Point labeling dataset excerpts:
────────────────────────────────────────
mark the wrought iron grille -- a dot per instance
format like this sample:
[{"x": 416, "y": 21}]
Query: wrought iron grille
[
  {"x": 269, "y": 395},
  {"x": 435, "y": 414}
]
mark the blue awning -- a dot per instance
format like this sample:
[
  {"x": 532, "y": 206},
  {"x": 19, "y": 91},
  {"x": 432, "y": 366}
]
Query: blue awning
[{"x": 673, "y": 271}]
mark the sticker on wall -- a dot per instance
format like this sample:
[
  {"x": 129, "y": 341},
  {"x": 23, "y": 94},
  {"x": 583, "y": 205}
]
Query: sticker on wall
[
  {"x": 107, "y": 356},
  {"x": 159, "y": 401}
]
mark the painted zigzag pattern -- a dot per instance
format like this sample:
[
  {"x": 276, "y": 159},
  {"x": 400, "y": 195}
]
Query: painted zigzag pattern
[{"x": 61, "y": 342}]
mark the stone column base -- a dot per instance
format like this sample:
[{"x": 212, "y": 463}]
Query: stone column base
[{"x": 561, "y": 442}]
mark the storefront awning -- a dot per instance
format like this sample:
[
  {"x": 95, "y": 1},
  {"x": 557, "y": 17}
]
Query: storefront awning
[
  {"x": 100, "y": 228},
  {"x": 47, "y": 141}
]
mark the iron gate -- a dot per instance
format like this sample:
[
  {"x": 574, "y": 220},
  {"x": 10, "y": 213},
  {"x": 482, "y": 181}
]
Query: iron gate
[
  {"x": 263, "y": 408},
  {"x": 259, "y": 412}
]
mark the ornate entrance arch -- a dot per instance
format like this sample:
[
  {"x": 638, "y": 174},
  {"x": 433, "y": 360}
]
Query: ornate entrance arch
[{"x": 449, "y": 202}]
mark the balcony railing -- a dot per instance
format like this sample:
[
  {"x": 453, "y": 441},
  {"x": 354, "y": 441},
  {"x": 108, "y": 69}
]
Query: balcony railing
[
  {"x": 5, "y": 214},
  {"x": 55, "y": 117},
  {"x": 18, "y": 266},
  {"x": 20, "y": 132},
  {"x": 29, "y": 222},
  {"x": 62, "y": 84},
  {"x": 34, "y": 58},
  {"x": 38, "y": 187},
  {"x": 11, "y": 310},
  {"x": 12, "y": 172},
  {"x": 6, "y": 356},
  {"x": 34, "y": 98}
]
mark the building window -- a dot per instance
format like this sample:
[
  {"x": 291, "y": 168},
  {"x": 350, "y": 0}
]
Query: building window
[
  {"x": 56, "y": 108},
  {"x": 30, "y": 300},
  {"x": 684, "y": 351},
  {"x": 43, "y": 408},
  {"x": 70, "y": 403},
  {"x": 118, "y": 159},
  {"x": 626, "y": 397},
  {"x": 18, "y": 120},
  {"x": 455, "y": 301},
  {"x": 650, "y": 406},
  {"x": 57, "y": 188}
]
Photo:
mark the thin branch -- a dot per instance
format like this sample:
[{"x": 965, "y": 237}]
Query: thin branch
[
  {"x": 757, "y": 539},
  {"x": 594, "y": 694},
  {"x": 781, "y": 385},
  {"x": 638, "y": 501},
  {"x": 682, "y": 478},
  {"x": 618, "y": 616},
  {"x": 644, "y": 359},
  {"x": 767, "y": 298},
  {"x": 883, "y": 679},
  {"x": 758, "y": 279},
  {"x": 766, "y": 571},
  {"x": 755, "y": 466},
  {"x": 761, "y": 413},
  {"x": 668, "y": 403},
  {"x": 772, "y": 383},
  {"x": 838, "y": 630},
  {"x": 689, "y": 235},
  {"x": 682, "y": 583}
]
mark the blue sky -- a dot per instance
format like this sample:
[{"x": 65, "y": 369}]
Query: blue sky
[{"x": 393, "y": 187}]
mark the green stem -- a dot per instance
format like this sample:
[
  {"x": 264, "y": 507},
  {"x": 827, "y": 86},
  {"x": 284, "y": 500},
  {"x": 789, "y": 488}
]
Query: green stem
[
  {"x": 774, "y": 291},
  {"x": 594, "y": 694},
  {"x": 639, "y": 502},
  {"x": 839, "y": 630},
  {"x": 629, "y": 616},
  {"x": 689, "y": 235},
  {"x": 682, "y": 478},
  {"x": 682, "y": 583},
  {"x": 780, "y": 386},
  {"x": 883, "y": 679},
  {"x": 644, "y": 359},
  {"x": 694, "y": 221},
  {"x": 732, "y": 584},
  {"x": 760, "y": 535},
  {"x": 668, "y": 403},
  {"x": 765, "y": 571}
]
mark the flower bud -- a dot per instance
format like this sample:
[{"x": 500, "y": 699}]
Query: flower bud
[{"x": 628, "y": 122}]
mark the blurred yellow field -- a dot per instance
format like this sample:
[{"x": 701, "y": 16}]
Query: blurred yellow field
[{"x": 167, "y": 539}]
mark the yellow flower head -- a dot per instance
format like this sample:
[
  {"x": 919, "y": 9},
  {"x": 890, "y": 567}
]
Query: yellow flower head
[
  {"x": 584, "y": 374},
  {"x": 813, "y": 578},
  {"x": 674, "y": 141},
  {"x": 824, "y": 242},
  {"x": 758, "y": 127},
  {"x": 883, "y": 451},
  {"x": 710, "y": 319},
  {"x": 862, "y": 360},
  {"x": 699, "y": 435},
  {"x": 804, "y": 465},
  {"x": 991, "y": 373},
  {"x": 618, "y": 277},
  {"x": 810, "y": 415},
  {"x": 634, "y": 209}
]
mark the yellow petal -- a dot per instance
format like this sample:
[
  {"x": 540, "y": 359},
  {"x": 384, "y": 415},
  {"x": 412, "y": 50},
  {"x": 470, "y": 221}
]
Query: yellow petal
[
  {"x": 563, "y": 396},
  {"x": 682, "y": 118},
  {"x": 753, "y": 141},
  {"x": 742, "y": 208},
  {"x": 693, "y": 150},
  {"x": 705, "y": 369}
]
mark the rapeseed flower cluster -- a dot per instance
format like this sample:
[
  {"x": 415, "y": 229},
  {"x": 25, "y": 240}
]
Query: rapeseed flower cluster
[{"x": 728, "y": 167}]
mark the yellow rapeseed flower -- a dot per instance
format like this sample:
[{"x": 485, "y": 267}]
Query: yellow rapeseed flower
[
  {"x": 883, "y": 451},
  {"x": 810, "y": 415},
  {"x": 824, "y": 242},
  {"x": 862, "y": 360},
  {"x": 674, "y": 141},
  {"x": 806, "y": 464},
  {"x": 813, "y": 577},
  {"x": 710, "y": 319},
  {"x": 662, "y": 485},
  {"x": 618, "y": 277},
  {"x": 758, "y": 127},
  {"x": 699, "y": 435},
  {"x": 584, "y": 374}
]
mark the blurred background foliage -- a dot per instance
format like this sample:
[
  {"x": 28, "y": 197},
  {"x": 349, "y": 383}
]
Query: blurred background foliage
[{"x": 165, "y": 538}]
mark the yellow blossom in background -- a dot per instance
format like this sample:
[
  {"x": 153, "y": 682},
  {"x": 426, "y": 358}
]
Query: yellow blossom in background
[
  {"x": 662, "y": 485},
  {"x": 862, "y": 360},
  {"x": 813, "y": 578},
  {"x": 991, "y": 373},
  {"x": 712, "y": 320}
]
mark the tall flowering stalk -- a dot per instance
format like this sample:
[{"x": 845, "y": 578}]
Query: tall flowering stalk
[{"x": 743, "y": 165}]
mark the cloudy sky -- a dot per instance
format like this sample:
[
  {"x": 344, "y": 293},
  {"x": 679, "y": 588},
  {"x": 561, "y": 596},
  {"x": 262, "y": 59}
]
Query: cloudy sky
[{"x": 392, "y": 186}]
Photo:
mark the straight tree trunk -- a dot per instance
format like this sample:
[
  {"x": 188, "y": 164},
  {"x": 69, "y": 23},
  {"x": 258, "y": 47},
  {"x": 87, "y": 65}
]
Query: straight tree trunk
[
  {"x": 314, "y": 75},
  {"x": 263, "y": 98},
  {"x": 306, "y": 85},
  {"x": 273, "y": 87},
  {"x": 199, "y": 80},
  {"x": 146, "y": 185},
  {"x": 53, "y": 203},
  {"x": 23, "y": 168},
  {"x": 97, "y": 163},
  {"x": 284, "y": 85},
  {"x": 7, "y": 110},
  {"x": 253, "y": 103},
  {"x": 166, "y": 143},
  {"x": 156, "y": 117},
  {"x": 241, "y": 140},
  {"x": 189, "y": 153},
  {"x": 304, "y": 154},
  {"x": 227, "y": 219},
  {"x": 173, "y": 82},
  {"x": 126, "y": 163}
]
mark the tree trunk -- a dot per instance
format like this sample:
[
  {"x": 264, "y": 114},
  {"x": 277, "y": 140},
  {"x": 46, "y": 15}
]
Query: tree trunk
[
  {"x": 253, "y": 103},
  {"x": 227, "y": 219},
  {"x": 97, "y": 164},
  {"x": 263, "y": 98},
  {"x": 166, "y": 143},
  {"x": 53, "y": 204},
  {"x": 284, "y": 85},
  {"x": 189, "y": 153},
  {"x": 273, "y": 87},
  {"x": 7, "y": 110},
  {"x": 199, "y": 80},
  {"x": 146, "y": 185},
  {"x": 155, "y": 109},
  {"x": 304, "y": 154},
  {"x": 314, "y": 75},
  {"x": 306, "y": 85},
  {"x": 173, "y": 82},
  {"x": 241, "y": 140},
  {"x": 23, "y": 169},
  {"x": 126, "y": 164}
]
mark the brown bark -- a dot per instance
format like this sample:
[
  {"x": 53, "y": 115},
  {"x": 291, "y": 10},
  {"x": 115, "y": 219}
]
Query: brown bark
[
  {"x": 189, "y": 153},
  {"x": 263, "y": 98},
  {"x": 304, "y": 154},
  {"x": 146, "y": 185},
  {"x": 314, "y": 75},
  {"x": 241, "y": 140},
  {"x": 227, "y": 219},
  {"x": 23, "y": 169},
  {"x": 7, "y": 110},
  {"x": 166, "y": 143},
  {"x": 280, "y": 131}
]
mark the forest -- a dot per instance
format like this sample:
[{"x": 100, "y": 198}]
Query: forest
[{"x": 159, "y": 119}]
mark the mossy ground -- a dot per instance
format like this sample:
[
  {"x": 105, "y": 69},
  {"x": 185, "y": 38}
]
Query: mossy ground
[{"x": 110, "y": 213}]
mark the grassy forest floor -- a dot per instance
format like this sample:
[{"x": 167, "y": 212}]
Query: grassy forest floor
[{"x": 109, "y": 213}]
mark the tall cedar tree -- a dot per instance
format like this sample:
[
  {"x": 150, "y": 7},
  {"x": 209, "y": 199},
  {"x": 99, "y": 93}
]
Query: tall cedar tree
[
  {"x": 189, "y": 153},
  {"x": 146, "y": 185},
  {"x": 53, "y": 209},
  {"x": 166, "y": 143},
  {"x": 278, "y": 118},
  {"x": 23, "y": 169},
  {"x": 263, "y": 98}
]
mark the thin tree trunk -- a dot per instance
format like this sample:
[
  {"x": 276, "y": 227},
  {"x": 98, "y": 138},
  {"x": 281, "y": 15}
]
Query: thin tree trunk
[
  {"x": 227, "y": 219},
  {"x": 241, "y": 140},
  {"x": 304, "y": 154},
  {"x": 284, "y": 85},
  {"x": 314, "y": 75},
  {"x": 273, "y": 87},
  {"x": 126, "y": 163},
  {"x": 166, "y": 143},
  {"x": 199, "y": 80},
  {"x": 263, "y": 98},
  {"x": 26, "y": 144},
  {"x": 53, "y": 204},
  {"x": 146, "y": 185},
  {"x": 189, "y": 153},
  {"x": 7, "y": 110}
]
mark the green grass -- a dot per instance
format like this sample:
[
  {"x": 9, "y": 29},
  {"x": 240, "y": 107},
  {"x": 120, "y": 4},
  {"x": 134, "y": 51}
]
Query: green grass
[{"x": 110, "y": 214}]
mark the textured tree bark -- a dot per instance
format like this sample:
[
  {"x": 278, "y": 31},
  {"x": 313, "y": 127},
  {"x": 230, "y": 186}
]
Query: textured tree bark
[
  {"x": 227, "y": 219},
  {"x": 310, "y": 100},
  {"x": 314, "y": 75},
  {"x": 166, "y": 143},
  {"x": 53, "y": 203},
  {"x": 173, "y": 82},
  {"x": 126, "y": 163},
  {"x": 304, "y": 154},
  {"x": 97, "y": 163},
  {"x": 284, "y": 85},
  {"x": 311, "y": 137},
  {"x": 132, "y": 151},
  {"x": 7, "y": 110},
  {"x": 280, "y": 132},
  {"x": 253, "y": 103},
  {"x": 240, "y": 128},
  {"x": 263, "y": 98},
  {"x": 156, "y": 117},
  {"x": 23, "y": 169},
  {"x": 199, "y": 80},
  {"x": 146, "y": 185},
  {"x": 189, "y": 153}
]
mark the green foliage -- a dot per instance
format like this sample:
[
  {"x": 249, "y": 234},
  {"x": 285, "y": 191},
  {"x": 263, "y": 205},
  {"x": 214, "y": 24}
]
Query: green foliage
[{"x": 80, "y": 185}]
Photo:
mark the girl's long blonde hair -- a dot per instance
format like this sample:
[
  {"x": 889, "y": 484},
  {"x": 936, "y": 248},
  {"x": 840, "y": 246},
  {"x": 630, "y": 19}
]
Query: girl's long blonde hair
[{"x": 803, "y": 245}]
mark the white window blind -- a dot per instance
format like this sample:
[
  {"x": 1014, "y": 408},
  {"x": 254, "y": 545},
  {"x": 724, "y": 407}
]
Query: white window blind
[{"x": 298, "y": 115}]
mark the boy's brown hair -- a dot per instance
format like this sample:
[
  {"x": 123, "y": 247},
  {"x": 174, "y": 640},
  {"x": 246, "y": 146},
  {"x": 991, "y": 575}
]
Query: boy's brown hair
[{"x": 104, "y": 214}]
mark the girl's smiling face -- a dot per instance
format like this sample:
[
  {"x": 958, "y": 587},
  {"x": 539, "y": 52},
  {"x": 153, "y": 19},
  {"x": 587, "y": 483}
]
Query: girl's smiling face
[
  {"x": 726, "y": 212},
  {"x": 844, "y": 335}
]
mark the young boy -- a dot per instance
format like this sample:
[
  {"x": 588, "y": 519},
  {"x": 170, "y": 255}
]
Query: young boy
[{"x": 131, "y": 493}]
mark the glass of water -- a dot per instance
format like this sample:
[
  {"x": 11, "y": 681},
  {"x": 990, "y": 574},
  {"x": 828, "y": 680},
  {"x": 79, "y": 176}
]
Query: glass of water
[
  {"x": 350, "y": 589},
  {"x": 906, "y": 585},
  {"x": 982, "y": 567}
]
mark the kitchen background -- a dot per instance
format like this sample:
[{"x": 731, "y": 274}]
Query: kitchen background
────────────────────────────────────────
Exercise goal: Each line from the one containing "mark the girl's smiling" through the end of the entries, both included, is to be returned exactly, with no other lines.

Written answer:
mark the girl's smiling face -- a dot per instance
format like this sample:
[
  {"x": 958, "y": 587},
  {"x": 539, "y": 52},
  {"x": 153, "y": 19},
  {"x": 587, "y": 483}
]
Query: girl's smiling face
[
  {"x": 726, "y": 212},
  {"x": 844, "y": 335}
]
mark the young boy -- a dot per instance
format like this sample:
[
  {"x": 588, "y": 519},
  {"x": 170, "y": 255}
]
Query: young boy
[{"x": 131, "y": 493}]
mark the glass of water -- a dot per instance
format like this sample:
[
  {"x": 11, "y": 681},
  {"x": 990, "y": 574},
  {"x": 828, "y": 680},
  {"x": 79, "y": 176}
]
Query: glass of water
[
  {"x": 350, "y": 589},
  {"x": 906, "y": 585},
  {"x": 982, "y": 567}
]
mark the kitchen background -- a dot per instance
format like this sample:
[{"x": 731, "y": 274}]
Query: kitchen background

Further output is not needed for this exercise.